Short exercise - Render the part that opens with the line containing "I bet you can't find the sun in" and closes with the line containing "0;290;1024;796" as a two-column CSV with columns "text" and "answer", one row for each item. Quote every field and turn any line breaks into spaces.

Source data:
---
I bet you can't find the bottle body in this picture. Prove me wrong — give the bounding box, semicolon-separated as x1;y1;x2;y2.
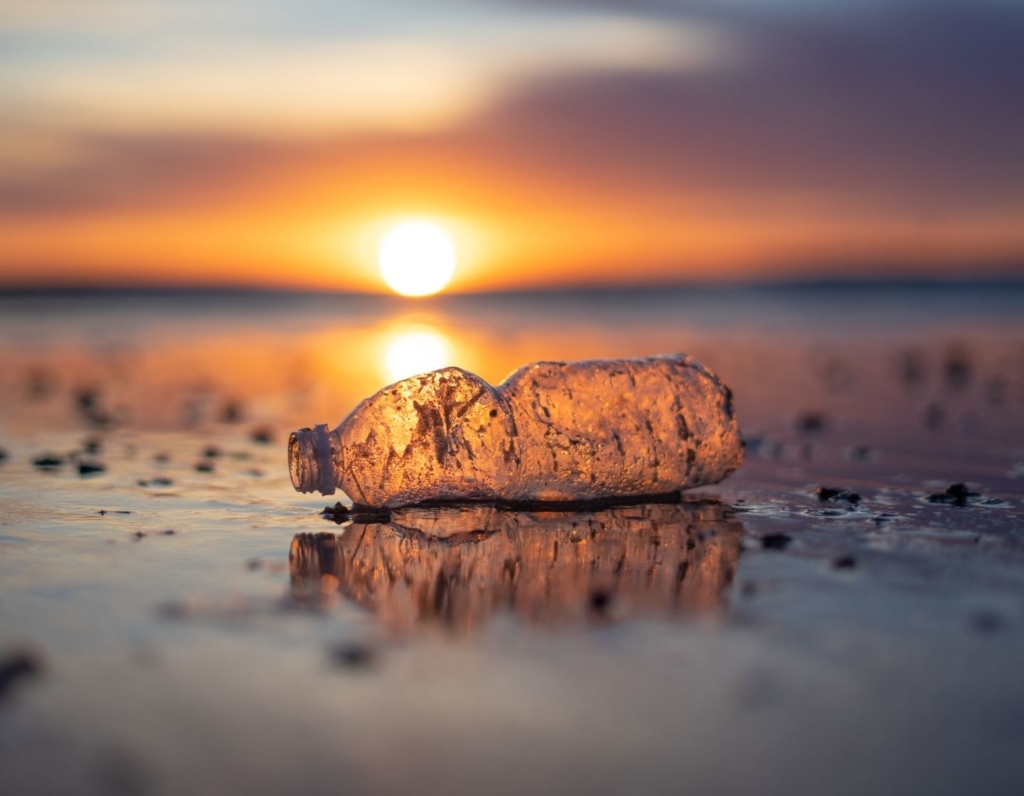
289;354;742;507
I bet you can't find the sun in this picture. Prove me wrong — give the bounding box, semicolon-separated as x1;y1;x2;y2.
378;221;456;296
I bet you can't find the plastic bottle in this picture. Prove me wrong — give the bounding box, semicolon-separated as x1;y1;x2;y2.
288;354;743;508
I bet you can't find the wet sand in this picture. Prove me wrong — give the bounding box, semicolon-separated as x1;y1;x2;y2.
0;288;1024;794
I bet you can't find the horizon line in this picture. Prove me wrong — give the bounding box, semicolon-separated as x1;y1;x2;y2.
0;270;1024;303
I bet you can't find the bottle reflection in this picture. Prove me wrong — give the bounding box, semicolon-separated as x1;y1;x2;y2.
289;501;742;631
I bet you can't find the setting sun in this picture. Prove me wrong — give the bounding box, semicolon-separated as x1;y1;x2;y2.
378;221;456;296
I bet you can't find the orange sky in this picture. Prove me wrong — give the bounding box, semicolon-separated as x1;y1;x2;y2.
0;0;1024;291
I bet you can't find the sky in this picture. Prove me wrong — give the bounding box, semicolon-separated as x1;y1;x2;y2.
0;0;1024;291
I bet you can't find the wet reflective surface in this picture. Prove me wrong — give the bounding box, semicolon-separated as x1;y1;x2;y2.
289;501;742;631
0;290;1024;796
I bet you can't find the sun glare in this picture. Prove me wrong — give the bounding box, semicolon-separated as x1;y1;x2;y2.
384;327;452;381
378;221;456;296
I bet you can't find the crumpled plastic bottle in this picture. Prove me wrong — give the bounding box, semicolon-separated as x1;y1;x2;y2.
288;354;743;508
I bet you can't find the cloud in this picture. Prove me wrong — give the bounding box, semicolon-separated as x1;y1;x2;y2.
0;4;1024;219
---
Solved exercise -
text,answer
"I bet you can't find the sun in this picture. Prove me wrong — give the bounding box, semicolon-separated as x1;y1;x2;y2.","378;221;456;296"
"I bet you can't find the plastic bottle in this picture. Prove me wrong — give the bounding box, semicolon-separated as x1;y1;x2;y2.","288;354;743;508"
"I bet you can't find the wet sand in this picture. Prove me wrong — give the bounding box, semicolon-separated as x1;y1;x2;y2.","0;288;1024;794"
"I bet you can't find the horizon line in this picture. Prove me wrong — give the bounding box, semicolon-separated as x1;y1;x2;y2.","0;270;1024;303"
"I bet you can't find the bottle reflection in this picture. Prove me wrong — give the bounding box, semicolon-separated as x1;y1;x2;y2.","289;501;742;631"
"I bet you can't find the setting sun in this picture. Prove me wrong — give the bounding box, semicolon-separated as x1;y1;x2;y2.","378;221;456;296"
"I bet you can't find the orange sky in this picture. Prove me wrong — give the bounding box, semicolon-separated as x1;y1;x2;y2.","0;0;1024;291"
"I bet you can't find the sky in this picture. Prove me wrong — give the bounding box, semicolon-separated as x1;y1;x2;y2.","0;0;1024;291"
"I bet you can't find the wet reflective surface in this picture. Prove me wrong — give the bounding box, semicolon-separated as x1;y1;x2;y2.","289;501;742;631 0;290;1024;796"